Tasks.
a: Copy the part of the post on the Supreme Court docket that opens with the words containing "As the title" and closes with "resolving some them).", substituting "nominee" for "Chief Justice".
b: In the post on the Supreme Court docket, in what year was the confirmation hearing where the Chief Justice suggested that the Court's docket had shrunk too much?

Provided text.
####

Seeking thoughts about the SCOTUS docket in the CJ Roberts era

With thanks to Dan and the other permanent members of the Prawfs family, I am so very pleased to have a guest stint here in order to discuss topics beyond the sentencing issues that are my obsession on my blog.   Though I suspect sports and the holiday season may be the subject of some future posts, I am especially eager to use my guest stint to generate discussion in the PrawfsBlawg universe about the federal judiciary and especially about (1) the first 5 years of the Roberts Court, and (2) the early work of Obama judges.

As the title of this post reveals, I want to start by seeking thoughts about the size and nature of the Supreme Court docket during the early Roberts era.  I recall the Chief Justice during his 2005 confirmation hearing suggest that the Court's docket had shrunk a bit too much during the prior decade.   But, as this chart from SCOTUSblog reveals, the number of SCOTUS decisions over the last five years has been largely in line with the prior five.   Though I doubt there is a perfect size for the SCOTUS docket, I do feel that it might benefit the work of the Court if it took more cases (and then perhaps wrote less when resolving some them).

####

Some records
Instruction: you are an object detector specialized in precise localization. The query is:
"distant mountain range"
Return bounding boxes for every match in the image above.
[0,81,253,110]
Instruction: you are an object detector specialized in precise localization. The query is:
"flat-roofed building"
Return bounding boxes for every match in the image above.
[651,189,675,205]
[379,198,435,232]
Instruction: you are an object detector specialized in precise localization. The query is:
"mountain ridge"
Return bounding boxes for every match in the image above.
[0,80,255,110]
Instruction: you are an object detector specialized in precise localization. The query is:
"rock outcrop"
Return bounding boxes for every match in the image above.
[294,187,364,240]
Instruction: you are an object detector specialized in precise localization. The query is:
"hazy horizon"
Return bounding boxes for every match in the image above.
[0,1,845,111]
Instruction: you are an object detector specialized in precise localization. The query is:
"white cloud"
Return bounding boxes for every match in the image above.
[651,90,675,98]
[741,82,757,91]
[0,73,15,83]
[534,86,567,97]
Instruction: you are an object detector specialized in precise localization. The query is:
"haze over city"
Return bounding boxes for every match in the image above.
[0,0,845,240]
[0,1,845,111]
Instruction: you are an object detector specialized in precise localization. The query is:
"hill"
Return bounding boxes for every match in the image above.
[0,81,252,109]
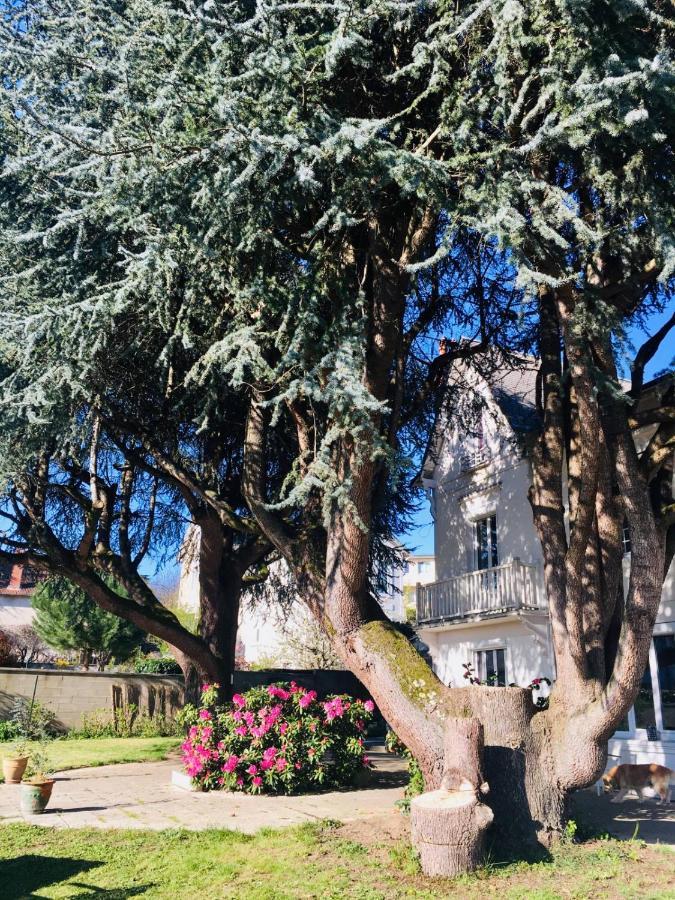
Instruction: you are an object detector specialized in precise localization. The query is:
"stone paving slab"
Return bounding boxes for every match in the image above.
[0,751,675,847]
[0,753,406,834]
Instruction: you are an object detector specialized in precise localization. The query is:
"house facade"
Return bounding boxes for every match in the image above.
[0,560,37,633]
[416,360,675,768]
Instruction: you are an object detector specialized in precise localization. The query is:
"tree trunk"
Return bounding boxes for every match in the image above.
[410,718,493,878]
[198,512,243,702]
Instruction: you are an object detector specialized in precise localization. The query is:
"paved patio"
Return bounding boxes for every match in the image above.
[0,751,407,834]
[0,750,675,849]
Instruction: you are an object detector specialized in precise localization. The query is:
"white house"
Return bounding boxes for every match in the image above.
[416,360,675,768]
[178,525,406,669]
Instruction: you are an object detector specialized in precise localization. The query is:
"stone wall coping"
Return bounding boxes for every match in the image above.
[0,666,183,684]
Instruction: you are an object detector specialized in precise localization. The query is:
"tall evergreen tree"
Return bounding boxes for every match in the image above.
[31,577,143,672]
[0,0,675,862]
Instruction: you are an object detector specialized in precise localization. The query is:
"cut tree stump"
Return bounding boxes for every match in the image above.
[410,717,494,878]
[410,788,494,878]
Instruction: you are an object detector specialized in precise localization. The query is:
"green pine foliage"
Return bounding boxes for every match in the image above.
[31,577,143,666]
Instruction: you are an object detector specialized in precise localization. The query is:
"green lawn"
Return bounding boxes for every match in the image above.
[0,823,675,900]
[0,737,180,781]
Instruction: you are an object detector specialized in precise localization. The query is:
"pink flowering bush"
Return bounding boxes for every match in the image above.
[181,681,375,794]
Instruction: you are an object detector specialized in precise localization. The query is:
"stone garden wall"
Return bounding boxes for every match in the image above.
[0,668,184,730]
[0,668,369,731]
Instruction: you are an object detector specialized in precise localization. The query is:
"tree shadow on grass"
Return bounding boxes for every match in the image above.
[0,854,151,900]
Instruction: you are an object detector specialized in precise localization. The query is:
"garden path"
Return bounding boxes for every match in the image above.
[0,748,675,847]
[0,751,407,834]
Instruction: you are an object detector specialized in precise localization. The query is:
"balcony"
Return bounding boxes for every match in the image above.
[416,559,545,625]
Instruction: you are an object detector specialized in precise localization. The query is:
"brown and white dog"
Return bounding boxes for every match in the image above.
[602,763,675,803]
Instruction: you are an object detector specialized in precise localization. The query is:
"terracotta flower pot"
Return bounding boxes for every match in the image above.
[21,778,54,816]
[2,756,28,784]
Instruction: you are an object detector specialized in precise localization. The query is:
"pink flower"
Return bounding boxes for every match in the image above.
[251,725,269,737]
[267,684,291,700]
[323,697,345,722]
[223,753,239,772]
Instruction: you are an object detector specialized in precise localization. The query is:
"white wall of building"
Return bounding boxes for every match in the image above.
[0,594,35,631]
[418,613,554,687]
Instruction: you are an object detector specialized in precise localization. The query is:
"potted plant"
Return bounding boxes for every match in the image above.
[2,740,29,784]
[21,747,54,815]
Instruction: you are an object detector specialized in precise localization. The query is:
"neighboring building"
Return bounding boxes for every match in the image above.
[0,560,37,632]
[416,361,675,768]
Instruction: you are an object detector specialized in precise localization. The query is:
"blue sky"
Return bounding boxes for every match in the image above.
[400,308,675,553]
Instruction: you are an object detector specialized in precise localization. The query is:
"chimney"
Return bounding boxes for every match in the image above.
[6,564,23,591]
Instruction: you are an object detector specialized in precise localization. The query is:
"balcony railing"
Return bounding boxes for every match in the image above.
[416,559,544,623]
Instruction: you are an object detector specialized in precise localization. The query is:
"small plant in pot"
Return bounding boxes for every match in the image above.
[21,748,54,815]
[2,741,29,784]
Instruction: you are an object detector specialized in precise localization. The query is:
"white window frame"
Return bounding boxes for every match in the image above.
[614,622,675,742]
[471,512,500,572]
[471,644,513,686]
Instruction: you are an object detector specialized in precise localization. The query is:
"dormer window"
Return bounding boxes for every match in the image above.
[461,412,490,472]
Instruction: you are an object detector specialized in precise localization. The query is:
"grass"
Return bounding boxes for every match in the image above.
[0,737,180,781]
[0,823,675,900]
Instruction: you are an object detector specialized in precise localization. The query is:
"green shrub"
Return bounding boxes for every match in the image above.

####

Solved tasks.
a:
As the title of this post reveals, I want to start by seeking thoughts about the size and nature of the Supreme Court docket during the early Roberts era.  I recall the nominee during his 2005 confirmation hearing suggest that the Court's docket had shrunk a bit too much during the prior decade.   But, as this chart from SCOTUSblog reveals, the number of SCOTUS decisions over the last five years has been largely in line with the prior five.   Though I doubt there is a perfect size for the SCOTUS docket, I do feel that it might benefit the work of the Court if it took more cases (and then perhaps wrote less when resolving some them).

b: 2005